Given data: Begin

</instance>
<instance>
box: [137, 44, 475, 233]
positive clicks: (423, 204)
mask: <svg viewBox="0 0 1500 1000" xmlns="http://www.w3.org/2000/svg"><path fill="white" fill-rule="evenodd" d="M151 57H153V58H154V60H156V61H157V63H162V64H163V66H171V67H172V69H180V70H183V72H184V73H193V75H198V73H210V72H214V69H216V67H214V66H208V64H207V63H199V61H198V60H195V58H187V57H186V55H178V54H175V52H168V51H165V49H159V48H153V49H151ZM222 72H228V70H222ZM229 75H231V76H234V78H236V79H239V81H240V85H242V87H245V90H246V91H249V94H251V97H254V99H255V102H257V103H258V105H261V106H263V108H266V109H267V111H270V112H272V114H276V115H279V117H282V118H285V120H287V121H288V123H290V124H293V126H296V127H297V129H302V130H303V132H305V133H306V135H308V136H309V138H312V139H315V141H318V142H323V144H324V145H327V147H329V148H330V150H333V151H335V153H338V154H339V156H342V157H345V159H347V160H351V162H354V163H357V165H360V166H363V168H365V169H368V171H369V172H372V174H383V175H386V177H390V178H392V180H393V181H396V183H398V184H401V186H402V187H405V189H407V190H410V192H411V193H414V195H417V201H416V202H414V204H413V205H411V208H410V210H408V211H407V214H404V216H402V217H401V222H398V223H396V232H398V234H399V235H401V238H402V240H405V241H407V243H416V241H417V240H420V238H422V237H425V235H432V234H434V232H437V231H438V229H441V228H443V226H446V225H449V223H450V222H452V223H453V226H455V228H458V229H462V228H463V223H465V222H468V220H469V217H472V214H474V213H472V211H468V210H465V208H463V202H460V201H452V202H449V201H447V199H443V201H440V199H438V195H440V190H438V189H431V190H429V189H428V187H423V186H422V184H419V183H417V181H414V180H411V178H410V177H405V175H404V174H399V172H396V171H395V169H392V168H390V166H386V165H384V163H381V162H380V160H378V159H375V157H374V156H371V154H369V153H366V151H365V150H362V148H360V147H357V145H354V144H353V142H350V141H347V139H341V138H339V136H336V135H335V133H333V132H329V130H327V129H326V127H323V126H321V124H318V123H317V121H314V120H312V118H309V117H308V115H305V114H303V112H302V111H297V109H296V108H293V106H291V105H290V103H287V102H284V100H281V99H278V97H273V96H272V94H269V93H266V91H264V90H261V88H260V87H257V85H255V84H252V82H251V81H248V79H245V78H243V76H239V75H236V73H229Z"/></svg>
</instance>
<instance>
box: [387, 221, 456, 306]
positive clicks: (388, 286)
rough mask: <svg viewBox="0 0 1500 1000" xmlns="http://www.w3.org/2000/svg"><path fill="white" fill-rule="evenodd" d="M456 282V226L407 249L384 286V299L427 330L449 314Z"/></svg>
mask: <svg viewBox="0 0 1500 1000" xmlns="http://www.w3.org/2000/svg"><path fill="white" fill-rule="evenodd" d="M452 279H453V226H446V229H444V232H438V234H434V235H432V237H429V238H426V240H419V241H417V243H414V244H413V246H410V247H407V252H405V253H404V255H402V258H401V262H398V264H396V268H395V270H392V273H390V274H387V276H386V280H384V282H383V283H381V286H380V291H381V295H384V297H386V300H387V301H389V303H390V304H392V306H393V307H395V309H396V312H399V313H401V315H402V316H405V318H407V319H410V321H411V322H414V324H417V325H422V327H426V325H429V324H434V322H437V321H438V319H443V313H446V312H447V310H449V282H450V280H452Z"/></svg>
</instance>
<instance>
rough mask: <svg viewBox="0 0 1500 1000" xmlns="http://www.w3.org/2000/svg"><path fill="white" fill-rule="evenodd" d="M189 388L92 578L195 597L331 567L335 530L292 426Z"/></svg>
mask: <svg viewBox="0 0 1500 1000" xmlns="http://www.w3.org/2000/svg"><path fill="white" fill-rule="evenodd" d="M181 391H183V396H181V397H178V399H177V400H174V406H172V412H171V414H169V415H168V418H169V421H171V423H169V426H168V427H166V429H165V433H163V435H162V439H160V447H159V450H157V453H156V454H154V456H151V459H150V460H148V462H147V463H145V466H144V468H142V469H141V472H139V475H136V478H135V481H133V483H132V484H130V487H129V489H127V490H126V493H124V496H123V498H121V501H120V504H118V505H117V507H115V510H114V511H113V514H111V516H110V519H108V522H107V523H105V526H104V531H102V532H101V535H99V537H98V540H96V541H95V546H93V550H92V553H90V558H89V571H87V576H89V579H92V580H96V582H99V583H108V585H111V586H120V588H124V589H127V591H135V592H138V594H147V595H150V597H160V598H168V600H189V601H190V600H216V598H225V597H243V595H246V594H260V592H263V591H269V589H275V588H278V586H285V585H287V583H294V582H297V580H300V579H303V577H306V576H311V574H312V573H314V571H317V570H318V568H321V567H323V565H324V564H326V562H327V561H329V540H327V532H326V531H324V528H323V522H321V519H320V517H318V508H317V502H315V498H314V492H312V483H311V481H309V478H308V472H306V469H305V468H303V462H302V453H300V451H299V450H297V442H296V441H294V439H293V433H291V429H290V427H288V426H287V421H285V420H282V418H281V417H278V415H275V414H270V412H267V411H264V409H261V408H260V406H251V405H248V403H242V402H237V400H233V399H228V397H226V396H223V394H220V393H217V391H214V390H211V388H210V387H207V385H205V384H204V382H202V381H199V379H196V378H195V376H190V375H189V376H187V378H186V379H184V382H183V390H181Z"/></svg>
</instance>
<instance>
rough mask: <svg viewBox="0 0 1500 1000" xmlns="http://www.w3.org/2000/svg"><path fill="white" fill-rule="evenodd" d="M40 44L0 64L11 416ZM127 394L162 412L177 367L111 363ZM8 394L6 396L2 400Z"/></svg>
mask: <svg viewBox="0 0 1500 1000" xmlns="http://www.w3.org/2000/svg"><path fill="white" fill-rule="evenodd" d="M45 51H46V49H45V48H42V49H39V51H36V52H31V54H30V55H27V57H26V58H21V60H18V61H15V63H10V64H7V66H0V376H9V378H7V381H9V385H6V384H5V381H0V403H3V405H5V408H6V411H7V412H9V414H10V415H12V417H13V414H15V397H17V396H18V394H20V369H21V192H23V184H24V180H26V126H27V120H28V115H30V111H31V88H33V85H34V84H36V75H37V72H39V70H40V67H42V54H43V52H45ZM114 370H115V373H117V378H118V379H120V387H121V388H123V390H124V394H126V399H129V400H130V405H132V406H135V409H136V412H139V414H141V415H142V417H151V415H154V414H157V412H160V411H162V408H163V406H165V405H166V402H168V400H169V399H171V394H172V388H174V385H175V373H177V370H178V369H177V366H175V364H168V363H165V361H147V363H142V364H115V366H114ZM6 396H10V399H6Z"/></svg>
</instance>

Given data: End

▶ **Exercise instructions**:
Every entry should be reproduced exactly, with no part omitted.

▶ **Exercise output**:
</instance>
<instance>
box: [137, 44, 475, 233]
positive clicks: (423, 204)
mask: <svg viewBox="0 0 1500 1000" xmlns="http://www.w3.org/2000/svg"><path fill="white" fill-rule="evenodd" d="M151 57H153V58H154V60H156V61H157V63H162V64H163V66H171V67H172V69H180V70H183V72H184V73H193V75H198V73H210V72H214V69H216V67H214V66H208V64H207V63H199V61H198V60H195V58H187V57H186V55H178V54H175V52H168V51H165V49H159V48H153V49H151ZM222 72H228V70H222ZM229 75H231V76H234V78H236V79H239V81H240V85H242V87H245V90H246V91H249V94H251V97H254V99H255V102H257V103H258V105H261V106H263V108H266V109H267V111H270V112H272V114H276V115H279V117H282V118H285V120H287V121H288V123H290V124H293V126H296V127H297V129H302V130H303V132H305V133H306V135H308V136H309V138H312V139H315V141H318V142H323V144H324V145H327V147H329V148H330V150H333V151H335V153H338V154H339V156H342V157H345V159H347V160H351V162H354V163H357V165H360V166H363V168H365V169H368V171H369V172H372V174H383V175H386V177H390V178H392V180H393V181H396V183H398V184H401V186H402V187H405V189H407V190H410V192H411V193H414V195H417V201H416V202H414V204H413V205H411V208H410V210H408V211H407V214H404V216H402V217H401V222H398V223H396V232H398V234H399V235H401V238H402V240H405V241H407V243H416V241H417V240H420V238H422V237H425V235H432V234H434V232H437V231H438V229H441V228H443V226H446V225H449V223H450V222H452V223H453V226H455V228H458V229H462V228H463V223H465V222H468V220H469V217H472V214H474V213H472V211H468V210H465V208H463V202H460V201H452V202H449V201H447V199H443V201H440V199H438V195H440V190H438V189H431V190H429V189H428V187H423V186H422V184H419V183H417V181H414V180H411V178H410V177H405V175H404V174H399V172H396V171H395V169H392V168H390V166H386V165H384V163H381V162H380V160H378V159H375V157H374V156H371V154H369V153H366V151H365V150H362V148H360V147H357V145H354V144H353V142H350V141H347V139H341V138H339V136H336V135H335V133H333V132H329V130H327V129H326V127H323V126H321V124H318V123H317V121H314V120H312V118H309V117H308V115H305V114H303V112H302V111H297V109H296V108H293V106H291V105H290V103H287V102H284V100H281V99H278V97H273V96H272V94H269V93H266V91H264V90H261V88H260V87H257V85H255V84H252V82H251V81H248V79H245V78H243V76H239V75H236V73H229Z"/></svg>
</instance>
<instance>
box: [387, 221, 456, 306]
positive clicks: (388, 286)
rough mask: <svg viewBox="0 0 1500 1000" xmlns="http://www.w3.org/2000/svg"><path fill="white" fill-rule="evenodd" d="M456 282V226L407 249L384 286V299L427 330L449 314Z"/></svg>
mask: <svg viewBox="0 0 1500 1000" xmlns="http://www.w3.org/2000/svg"><path fill="white" fill-rule="evenodd" d="M452 279H453V226H446V229H444V232H438V234H434V235H432V237H429V238H426V240H419V241H417V243H414V244H413V246H410V247H407V252H405V253H404V255H402V258H401V262H398V264H396V268H395V270H392V273H390V274H387V276H386V280H384V282H383V283H381V286H380V291H381V295H384V297H386V300H387V301H389V303H390V304H392V306H393V307H395V309H396V312H399V313H401V315H402V316H405V318H407V319H410V321H411V322H414V324H417V325H422V327H426V325H429V324H434V322H437V321H438V319H443V313H446V312H447V310H449V282H450V280H452Z"/></svg>
</instance>
<instance>
rough mask: <svg viewBox="0 0 1500 1000" xmlns="http://www.w3.org/2000/svg"><path fill="white" fill-rule="evenodd" d="M189 388L92 578L195 597L331 567L335 530L292 426Z"/></svg>
mask: <svg viewBox="0 0 1500 1000" xmlns="http://www.w3.org/2000/svg"><path fill="white" fill-rule="evenodd" d="M181 391H183V396H181V397H178V399H177V400H174V406H172V412H171V414H169V415H168V418H169V421H171V423H169V426H168V427H166V429H165V433H163V435H162V439H160V447H159V450H157V453H156V454H154V456H151V459H150V460H148V462H147V463H145V466H144V468H142V469H141V472H139V475H136V478H135V481H133V483H132V484H130V487H129V489H127V490H126V493H124V496H123V498H121V501H120V504H118V505H117V507H115V510H114V511H113V514H111V516H110V519H108V522H107V523H105V526H104V531H102V532H101V535H99V537H98V540H96V541H95V546H93V550H92V553H90V558H89V571H87V576H89V579H92V580H96V582H99V583H108V585H111V586H120V588H124V589H127V591H135V592H138V594H147V595H150V597H160V598H168V600H189V601H190V600H216V598H225V597H243V595H246V594H260V592H263V591H269V589H275V588H278V586H285V585H287V583H294V582H297V580H300V579H303V577H306V576H311V574H312V573H314V571H317V570H318V568H321V567H323V565H324V564H326V562H327V561H329V540H327V532H326V531H324V528H323V522H321V519H320V517H318V508H317V502H315V498H314V492H312V483H311V481H309V478H308V472H306V469H305V468H303V462H302V453H300V451H299V450H297V442H296V441H294V439H293V433H291V429H290V427H288V426H287V421H285V420H282V418H281V417H278V415H275V414H270V412H267V411H264V409H261V408H260V406H251V405H248V403H242V402H237V400H233V399H228V397H226V396H223V394H220V393H217V391H214V390H211V388H210V387H207V385H205V384H204V382H202V381H199V379H196V378H195V376H190V375H189V376H187V378H186V379H184V382H183V390H181Z"/></svg>
</instance>
<instance>
rough mask: <svg viewBox="0 0 1500 1000" xmlns="http://www.w3.org/2000/svg"><path fill="white" fill-rule="evenodd" d="M40 44L0 64L11 416ZM127 394L162 412L177 367L111 363ZM8 394L6 396L2 400Z"/></svg>
mask: <svg viewBox="0 0 1500 1000" xmlns="http://www.w3.org/2000/svg"><path fill="white" fill-rule="evenodd" d="M45 51H46V49H45V48H42V49H39V51H36V52H31V54H30V55H27V57H26V58H21V60H18V61H15V63H10V64H7V66H0V376H9V378H7V381H9V385H6V384H5V381H0V403H3V405H5V408H6V411H7V412H9V414H10V415H12V417H13V414H15V397H17V396H18V394H20V369H21V192H23V184H24V180H26V126H27V120H28V115H30V111H31V88H33V85H34V84H36V75H37V72H39V70H40V67H42V54H43V52H45ZM114 370H115V373H117V378H118V379H120V387H121V388H123V390H124V394H126V399H129V400H130V405H132V406H135V409H136V412H139V414H141V415H142V417H151V415H154V414H157V412H160V411H162V408H163V406H165V405H166V402H168V400H169V399H171V394H172V388H174V385H175V373H177V370H178V369H177V366H175V364H168V363H165V361H147V363H142V364H115V366H114ZM6 396H10V399H6Z"/></svg>
</instance>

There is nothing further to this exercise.